[START Source]

Skip to content

Project: local-whisper-obsidian

A fully local voice-to-Obsidian transcription pipeline. No cloud, no API keys, no subscriptions. Voice memos recorded on mobile sync via Syncthing and are automatically transcribed into structured Markdown notes using Faster Whisper running on CPU.

Links:


The Problem

Obsidian mobile can record voice memos, but does not transcribe them. Cloud transcription services (Whisper API, Otter.ai) require sending private audio to external servers. The goal was a fully offline pipeline that triggers automatically without any manual steps.


Architecture

Voice memo (.m4a / .mp3 / .wav)
|
inotifywait <-- watches configured vault paths via close_write
|
faster-whisper (CPU, int8 quantized)

[END Source]
[START Dataset extract]

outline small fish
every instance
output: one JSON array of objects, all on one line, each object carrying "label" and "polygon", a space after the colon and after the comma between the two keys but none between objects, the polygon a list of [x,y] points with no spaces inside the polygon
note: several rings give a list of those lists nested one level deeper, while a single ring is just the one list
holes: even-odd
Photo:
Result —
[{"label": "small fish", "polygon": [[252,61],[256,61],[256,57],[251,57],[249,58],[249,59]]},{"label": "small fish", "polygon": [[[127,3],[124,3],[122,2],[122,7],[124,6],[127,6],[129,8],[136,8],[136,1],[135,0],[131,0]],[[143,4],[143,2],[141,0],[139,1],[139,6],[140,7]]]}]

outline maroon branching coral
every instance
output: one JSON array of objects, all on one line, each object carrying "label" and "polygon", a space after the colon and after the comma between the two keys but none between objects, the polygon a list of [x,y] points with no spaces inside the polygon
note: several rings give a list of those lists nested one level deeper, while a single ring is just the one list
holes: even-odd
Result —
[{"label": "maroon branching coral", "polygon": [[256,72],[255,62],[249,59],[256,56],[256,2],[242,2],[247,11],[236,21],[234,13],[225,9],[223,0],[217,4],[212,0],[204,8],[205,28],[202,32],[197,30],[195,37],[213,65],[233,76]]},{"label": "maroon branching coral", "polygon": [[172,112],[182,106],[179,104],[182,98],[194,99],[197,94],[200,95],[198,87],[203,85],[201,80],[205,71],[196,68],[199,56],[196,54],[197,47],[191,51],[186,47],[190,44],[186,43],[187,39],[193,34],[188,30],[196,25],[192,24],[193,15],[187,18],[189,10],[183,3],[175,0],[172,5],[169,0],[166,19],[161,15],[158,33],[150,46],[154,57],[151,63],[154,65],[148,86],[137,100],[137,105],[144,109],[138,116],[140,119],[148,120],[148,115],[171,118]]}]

[END Dataset extract]

Problems to work on:
- a) Could you change "pipeline" to "workflow" in the transcription project description, starting with "A fully local" and going on through "(.m4a / .mp3 / .wav)", and give that stretch back in full?
- b) How would the transcription project description go on from its last line? Write its continuation.

Answer set:
- a)
A fully local voice-to-Obsidian transcription workflow. No cloud, no API keys, no subscriptions. Voice memos recorded on mobile sync via Syncthing and are automatically transcribed into structured Markdown notes using Faster Whisper running on CPU.

Links:


The Problem

Obsidian mobile can record voice memos, but does not transcribe them. Cloud transcription services (Whisper API, Otter.ai) require sending private audio to external servers. The goal was a fully offline workflow that triggers automatically without any manual steps.


Architecture

Voice memo (.m4a / .mp3 / .wav)

- b)
|
Markdown note with YAML frontmatter + wikilink to audio
|
Obsidian inbox

The pipeline is split into two components with a single responsibility each:

  • bin/watch-linux.sh — filesystem watcher only, no processing logic
  • src/transcribe.py — transcription and note generation only, no filesystem logic

Key Engineering Decisions

close_write instead of create Ensures the audio file is fully written before transcription starts. Eliminates race conditions with Syncthing and Obsidian mobile.

flock lockfile per file Prevents parallel transcription of the same file if two filesystem events arrive in quick succession. ... macOS: flock not available — fswatch processes events sequentially by default.

KillMode=control-group in systemd Ensures clean shutdown — kills both the bash watcher and the child inotifywait process as a unit.

Lazy model loading via class Transcriber The Whisper model is initialized once and reused across transcriptions. Avoids 3–10 second cold start per file.

XDG-compliant config User config lives in ~/.config/local-whisper-obsidian/.env, separate from source code. Personal paths never touch the repository.


Stack

faster-whisper · Python 3.11 · systemd · inotify-tools · fswatch · pytest · ruff · GitHub Actions CI


Update: Docker / NAS Support (2026-03-02)

Added a parallel execution path for homelab and NAS setups (Unraid, Synology).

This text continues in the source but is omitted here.